● WHAT NEEDS TO BE DONE
Return nothing except the lines from the one that contains "Please mark the spotlight" through the end of the material below, each exactly as given.

[EXTRACTED MATERIAL — start]

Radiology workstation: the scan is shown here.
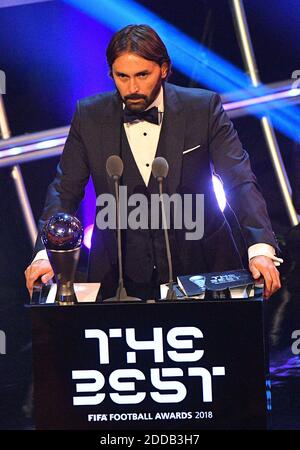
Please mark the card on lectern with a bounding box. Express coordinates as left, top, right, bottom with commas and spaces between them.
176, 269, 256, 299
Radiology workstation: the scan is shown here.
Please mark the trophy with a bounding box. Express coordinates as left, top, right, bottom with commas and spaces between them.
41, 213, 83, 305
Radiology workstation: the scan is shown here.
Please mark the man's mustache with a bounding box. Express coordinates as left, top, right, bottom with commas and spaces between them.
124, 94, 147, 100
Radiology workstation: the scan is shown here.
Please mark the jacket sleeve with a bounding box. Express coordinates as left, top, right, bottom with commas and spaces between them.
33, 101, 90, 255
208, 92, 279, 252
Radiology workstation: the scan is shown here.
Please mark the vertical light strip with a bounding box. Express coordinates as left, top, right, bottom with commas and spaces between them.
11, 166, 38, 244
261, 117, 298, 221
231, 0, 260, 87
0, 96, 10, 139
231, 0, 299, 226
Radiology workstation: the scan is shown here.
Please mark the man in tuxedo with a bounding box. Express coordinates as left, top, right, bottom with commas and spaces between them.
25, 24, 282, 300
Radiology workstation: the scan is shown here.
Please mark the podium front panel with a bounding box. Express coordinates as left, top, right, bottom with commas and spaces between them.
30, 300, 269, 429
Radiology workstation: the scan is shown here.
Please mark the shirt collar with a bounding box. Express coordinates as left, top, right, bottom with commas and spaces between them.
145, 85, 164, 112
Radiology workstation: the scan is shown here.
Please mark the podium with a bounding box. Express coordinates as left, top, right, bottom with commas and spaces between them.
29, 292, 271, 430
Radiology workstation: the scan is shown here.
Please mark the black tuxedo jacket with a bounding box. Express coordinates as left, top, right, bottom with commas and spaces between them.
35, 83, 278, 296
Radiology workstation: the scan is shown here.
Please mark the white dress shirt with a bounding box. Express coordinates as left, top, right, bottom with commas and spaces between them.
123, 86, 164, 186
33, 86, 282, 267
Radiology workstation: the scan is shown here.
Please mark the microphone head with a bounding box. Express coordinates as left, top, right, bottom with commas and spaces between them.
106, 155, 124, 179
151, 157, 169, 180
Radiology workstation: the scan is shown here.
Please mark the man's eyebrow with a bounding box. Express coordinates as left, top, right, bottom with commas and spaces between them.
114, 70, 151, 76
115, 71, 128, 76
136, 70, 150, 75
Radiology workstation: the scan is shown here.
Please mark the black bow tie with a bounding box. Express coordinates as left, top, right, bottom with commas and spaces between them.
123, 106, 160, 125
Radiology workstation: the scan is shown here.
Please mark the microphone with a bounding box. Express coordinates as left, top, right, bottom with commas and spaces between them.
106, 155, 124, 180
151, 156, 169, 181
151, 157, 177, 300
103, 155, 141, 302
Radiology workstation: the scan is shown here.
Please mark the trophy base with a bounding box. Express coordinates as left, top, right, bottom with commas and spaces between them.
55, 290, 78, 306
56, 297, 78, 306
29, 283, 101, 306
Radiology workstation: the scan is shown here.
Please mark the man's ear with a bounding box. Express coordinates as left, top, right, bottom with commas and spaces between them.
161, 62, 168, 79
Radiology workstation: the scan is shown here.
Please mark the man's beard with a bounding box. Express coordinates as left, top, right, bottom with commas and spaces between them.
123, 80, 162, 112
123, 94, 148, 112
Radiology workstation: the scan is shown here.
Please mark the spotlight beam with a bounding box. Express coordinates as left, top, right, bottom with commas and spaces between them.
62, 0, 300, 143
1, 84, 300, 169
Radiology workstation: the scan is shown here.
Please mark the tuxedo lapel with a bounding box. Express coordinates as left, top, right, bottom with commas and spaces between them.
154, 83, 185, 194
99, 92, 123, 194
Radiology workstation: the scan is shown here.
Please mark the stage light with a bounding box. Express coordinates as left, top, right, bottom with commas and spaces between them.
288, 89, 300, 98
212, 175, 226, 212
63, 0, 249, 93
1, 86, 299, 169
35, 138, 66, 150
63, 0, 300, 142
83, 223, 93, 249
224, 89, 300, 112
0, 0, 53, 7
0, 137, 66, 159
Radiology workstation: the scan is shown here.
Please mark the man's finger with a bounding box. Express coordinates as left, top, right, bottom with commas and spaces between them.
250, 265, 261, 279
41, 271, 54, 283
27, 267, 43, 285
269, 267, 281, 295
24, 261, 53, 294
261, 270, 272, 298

[EXTRACTED MATERIAL — finish]

● FINISHED EXERCISE
Please mark the spotlight beam with a bounding box. Express coordinates as left, top, right, bottom with commas and spaces between them.
62, 0, 300, 143
1, 84, 300, 169
Radiology workstation: the scan is shown here.
Please mark the tuxedo lapel with a bounding box. Express coordinates as left, top, right, bottom with commas and spaces between them.
154, 83, 185, 194
99, 92, 123, 194
Radiology workstation: the scan is shown here.
Please mark the stage light with a bounding box. Express coordinates as left, top, right, bottom with commas and spaces between them.
288, 89, 300, 98
212, 175, 226, 212
63, 0, 249, 93
1, 86, 299, 169
35, 138, 66, 150
63, 0, 300, 142
83, 223, 93, 249
224, 89, 300, 112
0, 0, 53, 7
0, 137, 66, 159
Radiology workstation: the scan is shown here.
Please mark the man's finger with a bounding box. Express coordinates as left, top, right, bottom with commas and spaces between them.
250, 265, 261, 279
41, 271, 54, 283
27, 267, 43, 285
269, 267, 281, 295
24, 261, 53, 294
261, 270, 272, 298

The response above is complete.